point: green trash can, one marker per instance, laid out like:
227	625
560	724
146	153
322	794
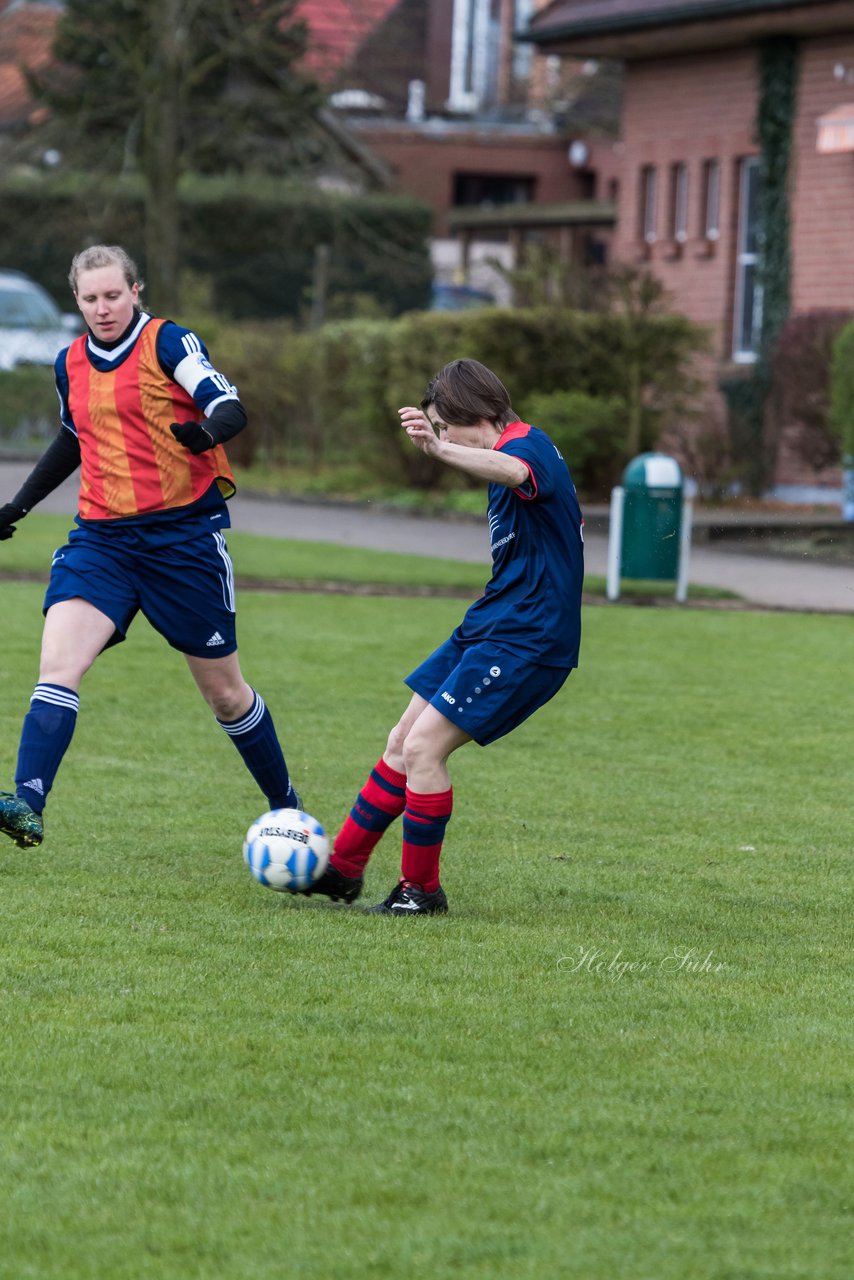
══════════
* **What you will do**
The whole listing must be transcribed exactly. No pictures belong in the copy.

* **Solution to the problem**
point: green trash can, one marker per instance, laid out like:
227	625
560	724
146	153
322	794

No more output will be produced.